Work to do: Repeat the data below word for word, leaving every line unchanged.
_ _ _ _ _
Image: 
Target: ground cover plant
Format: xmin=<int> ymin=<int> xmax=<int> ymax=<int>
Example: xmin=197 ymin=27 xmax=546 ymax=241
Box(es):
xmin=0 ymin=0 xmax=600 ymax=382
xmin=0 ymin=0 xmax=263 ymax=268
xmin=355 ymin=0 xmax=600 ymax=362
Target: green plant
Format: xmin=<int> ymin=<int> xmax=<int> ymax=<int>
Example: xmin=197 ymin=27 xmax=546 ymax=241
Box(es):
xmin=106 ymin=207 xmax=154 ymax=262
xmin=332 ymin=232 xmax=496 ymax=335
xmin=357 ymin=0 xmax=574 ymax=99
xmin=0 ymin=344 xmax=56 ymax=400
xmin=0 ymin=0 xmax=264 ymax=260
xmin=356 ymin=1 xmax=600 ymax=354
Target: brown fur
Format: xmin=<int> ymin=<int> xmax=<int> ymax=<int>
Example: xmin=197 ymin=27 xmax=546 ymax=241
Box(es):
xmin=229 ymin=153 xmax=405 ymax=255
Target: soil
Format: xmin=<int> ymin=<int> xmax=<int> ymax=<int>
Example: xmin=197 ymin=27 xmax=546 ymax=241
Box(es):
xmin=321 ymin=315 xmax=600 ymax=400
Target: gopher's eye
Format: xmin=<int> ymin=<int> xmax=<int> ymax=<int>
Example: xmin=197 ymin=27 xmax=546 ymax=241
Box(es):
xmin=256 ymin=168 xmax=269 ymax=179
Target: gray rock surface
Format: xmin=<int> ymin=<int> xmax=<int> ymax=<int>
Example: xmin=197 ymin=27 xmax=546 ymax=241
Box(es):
_ _ _ _ _
Output of the task:
Image: 
Target: ground cover plant
Format: xmin=<int> ymin=<int> xmax=<int> ymax=<int>
Example: xmin=197 ymin=27 xmax=546 ymax=241
Box(es):
xmin=0 ymin=0 xmax=600 ymax=382
xmin=0 ymin=0 xmax=263 ymax=268
xmin=355 ymin=0 xmax=600 ymax=362
Target: green plant
Format: xmin=<int> ymin=<int> xmax=<int> ymax=<int>
Example: xmin=197 ymin=27 xmax=546 ymax=241
Box(es):
xmin=106 ymin=207 xmax=154 ymax=262
xmin=332 ymin=232 xmax=496 ymax=335
xmin=357 ymin=0 xmax=574 ymax=99
xmin=0 ymin=344 xmax=56 ymax=400
xmin=0 ymin=0 xmax=264 ymax=260
xmin=356 ymin=1 xmax=600 ymax=354
Target: brown fur
Format: xmin=<int> ymin=<int> xmax=<int> ymax=<int>
Example: xmin=197 ymin=27 xmax=546 ymax=241
Box(es):
xmin=229 ymin=153 xmax=405 ymax=255
Target: soil
Format: xmin=<int> ymin=<int> xmax=<int> ymax=<int>
Example: xmin=197 ymin=27 xmax=546 ymax=241
Box(es):
xmin=321 ymin=315 xmax=600 ymax=400
Target: gopher's eye
Format: xmin=<int> ymin=<int> xmax=<int> ymax=<int>
Example: xmin=197 ymin=27 xmax=546 ymax=241
Box(es):
xmin=256 ymin=168 xmax=269 ymax=179
Target: gray rock surface
Format: xmin=<int> ymin=<int> xmax=<int> ymax=<int>
Example: xmin=197 ymin=27 xmax=546 ymax=241
Box(es):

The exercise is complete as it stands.